** begin INFORMATION GIVEN **

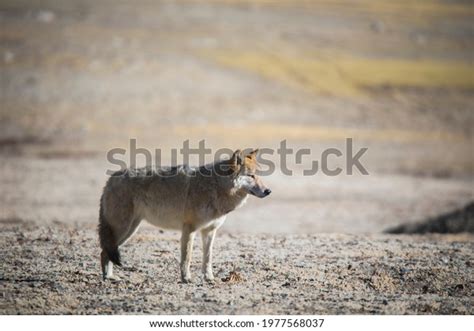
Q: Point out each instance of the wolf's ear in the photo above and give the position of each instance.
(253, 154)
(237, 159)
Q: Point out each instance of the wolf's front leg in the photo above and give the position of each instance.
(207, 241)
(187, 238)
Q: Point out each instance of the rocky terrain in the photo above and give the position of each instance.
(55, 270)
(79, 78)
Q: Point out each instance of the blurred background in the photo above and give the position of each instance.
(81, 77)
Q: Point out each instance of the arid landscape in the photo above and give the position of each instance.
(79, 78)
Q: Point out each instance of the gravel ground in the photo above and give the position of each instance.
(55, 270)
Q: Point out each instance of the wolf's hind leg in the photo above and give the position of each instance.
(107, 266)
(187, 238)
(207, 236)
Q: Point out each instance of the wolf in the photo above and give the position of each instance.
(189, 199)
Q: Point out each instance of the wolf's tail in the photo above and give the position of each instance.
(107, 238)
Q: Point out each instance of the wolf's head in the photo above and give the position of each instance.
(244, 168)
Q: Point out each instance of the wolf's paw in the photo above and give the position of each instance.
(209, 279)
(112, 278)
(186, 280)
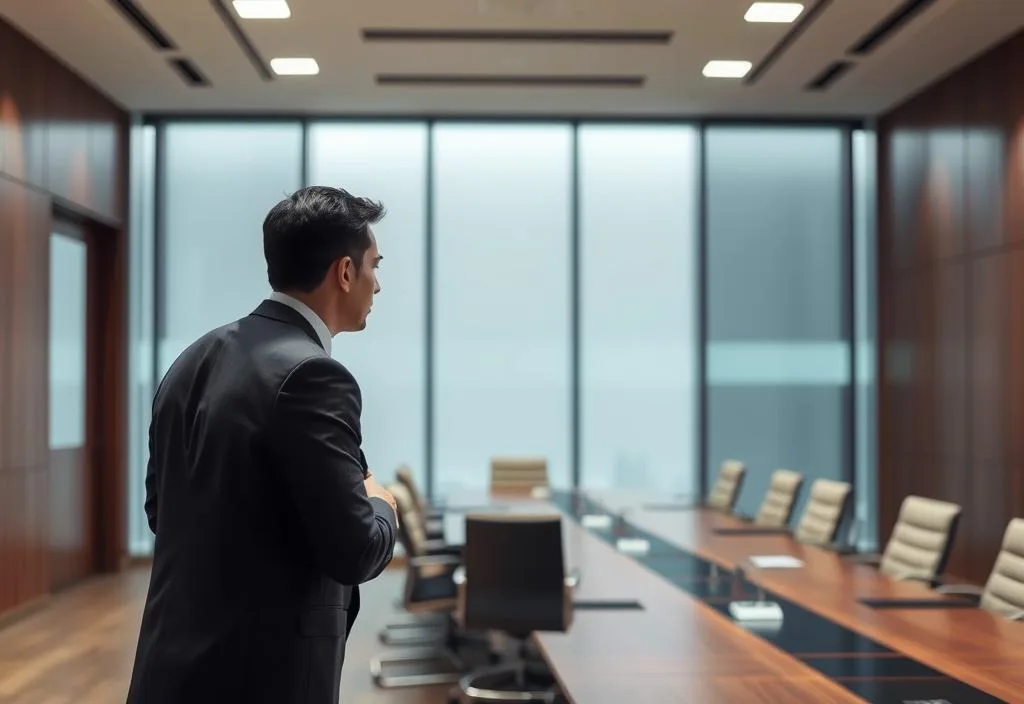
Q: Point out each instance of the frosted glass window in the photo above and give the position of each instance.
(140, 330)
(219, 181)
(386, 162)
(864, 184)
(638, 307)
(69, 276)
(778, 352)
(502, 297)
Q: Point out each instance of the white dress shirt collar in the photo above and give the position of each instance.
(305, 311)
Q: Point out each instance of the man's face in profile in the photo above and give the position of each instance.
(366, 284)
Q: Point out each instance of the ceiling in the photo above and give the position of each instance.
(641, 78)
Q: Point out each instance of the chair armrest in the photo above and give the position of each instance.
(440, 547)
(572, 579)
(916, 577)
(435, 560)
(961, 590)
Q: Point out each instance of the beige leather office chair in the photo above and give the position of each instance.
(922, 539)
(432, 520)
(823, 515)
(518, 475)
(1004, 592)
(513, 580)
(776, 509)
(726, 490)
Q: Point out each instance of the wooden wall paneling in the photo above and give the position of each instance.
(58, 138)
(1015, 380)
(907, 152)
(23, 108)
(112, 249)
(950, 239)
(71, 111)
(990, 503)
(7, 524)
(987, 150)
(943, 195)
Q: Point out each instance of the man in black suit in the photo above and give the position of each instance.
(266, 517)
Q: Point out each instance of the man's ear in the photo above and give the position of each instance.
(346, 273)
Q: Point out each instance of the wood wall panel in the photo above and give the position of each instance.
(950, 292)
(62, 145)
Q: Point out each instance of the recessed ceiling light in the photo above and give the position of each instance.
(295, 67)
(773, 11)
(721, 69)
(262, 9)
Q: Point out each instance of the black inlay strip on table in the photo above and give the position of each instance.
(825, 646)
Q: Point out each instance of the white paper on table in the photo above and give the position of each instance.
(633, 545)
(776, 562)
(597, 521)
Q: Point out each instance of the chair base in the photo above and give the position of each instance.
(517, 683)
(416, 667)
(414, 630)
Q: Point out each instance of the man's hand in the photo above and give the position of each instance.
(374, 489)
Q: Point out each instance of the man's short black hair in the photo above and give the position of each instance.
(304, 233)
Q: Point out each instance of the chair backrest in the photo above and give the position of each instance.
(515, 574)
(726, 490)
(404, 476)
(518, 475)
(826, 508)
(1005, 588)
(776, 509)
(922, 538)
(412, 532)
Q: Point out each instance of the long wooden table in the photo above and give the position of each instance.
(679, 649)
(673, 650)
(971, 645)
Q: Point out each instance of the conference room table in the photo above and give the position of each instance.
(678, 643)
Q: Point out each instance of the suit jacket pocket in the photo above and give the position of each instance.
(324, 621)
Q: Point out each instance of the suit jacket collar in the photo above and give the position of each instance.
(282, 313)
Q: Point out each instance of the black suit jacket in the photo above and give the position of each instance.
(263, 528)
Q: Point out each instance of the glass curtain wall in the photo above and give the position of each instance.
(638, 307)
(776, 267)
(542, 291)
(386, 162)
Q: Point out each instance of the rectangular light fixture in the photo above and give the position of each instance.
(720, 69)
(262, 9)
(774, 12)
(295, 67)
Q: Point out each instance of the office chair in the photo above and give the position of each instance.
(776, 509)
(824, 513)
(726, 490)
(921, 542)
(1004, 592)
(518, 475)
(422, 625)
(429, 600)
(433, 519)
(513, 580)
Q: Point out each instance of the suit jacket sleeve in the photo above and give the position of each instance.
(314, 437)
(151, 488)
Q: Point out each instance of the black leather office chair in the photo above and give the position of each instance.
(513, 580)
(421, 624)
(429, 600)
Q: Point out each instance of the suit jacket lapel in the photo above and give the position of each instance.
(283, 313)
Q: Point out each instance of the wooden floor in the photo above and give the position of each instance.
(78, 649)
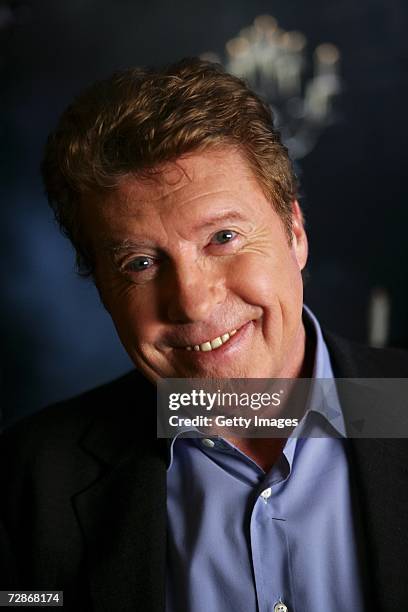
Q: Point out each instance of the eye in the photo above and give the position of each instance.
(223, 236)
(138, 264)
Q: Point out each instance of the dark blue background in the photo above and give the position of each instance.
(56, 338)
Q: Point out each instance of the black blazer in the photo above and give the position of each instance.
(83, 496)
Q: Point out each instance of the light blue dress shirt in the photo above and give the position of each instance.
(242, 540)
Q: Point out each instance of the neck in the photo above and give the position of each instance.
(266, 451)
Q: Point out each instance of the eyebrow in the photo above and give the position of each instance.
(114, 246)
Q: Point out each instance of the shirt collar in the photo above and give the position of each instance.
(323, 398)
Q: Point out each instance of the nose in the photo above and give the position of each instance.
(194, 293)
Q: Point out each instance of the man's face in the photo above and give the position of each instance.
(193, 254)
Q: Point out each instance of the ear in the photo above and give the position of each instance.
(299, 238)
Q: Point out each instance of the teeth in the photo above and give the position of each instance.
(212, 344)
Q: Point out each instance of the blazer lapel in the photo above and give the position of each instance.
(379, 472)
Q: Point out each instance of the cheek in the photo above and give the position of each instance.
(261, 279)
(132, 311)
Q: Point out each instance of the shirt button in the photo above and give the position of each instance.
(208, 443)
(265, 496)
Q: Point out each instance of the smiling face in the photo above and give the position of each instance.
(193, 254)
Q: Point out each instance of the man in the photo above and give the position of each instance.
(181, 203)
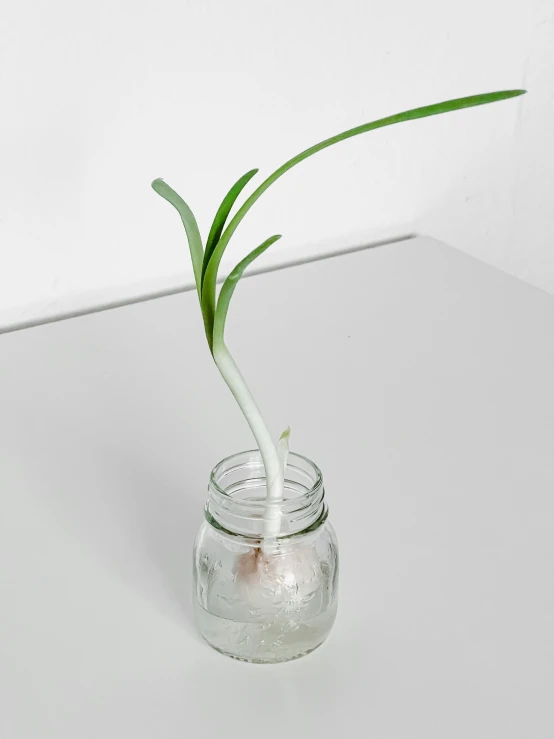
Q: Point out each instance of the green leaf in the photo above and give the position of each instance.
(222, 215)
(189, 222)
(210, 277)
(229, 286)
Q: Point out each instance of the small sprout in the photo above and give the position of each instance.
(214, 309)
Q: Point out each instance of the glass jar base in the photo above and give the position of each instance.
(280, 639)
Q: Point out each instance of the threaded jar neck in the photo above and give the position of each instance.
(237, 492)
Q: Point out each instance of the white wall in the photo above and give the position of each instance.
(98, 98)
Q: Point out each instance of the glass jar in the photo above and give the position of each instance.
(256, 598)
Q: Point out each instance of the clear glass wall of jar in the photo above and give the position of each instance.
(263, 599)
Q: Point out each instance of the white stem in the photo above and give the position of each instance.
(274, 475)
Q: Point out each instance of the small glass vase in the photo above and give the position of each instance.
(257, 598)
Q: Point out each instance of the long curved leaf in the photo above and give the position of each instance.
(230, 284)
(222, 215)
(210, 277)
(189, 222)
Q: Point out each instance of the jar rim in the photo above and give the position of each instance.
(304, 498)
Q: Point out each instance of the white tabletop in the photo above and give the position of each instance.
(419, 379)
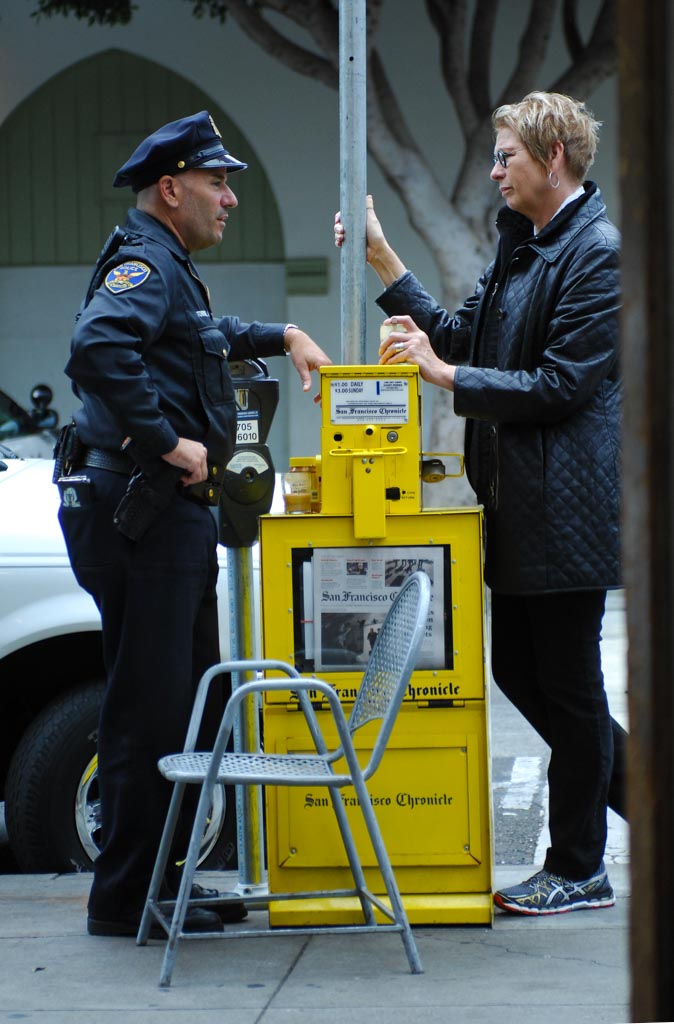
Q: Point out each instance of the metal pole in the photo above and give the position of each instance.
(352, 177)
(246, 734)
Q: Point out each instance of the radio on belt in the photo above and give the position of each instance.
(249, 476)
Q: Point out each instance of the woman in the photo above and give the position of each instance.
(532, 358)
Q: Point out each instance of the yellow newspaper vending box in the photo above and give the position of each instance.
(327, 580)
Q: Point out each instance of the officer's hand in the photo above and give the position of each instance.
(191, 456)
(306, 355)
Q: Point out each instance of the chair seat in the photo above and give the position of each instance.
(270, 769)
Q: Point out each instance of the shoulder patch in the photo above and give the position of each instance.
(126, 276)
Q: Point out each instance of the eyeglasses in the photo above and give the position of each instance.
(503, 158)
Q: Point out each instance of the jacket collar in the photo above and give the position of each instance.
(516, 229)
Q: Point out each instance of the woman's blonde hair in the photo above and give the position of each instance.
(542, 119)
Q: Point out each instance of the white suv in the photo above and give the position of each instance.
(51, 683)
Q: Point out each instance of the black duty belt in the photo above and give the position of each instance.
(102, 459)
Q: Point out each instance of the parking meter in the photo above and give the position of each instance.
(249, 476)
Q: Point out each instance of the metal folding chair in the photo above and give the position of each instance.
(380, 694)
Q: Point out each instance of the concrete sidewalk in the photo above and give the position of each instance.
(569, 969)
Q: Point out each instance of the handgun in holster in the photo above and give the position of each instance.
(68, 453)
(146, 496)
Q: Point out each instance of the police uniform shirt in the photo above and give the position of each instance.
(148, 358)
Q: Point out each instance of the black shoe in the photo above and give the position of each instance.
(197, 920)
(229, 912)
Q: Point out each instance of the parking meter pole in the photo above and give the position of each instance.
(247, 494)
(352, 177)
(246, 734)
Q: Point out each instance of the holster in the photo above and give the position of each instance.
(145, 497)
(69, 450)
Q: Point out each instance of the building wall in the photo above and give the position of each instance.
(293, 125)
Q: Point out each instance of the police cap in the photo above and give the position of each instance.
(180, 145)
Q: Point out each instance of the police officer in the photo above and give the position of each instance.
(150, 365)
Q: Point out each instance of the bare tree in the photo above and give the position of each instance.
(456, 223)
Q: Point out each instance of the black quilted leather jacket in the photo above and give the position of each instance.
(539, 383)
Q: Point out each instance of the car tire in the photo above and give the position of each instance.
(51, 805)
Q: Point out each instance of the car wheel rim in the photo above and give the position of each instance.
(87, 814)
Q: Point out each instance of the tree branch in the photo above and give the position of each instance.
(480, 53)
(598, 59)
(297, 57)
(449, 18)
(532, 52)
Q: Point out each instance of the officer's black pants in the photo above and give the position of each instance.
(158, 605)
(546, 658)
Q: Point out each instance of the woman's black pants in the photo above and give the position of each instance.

** end INFORMATION GIVEN **

EXERCISE – Can you rewrite the stretch from the line containing "Q: Point out each instance of the officer's black" through the end of the records, changing "black pants" to "dark trousers" and leaving everything else as it is?

THE RESULT –
Q: Point out each instance of the officer's dark trousers in the photo above and give the position of each instance.
(158, 605)
(546, 658)
Q: Point out each instance of the woman's dark trousers in the photo above and give the position of each instance.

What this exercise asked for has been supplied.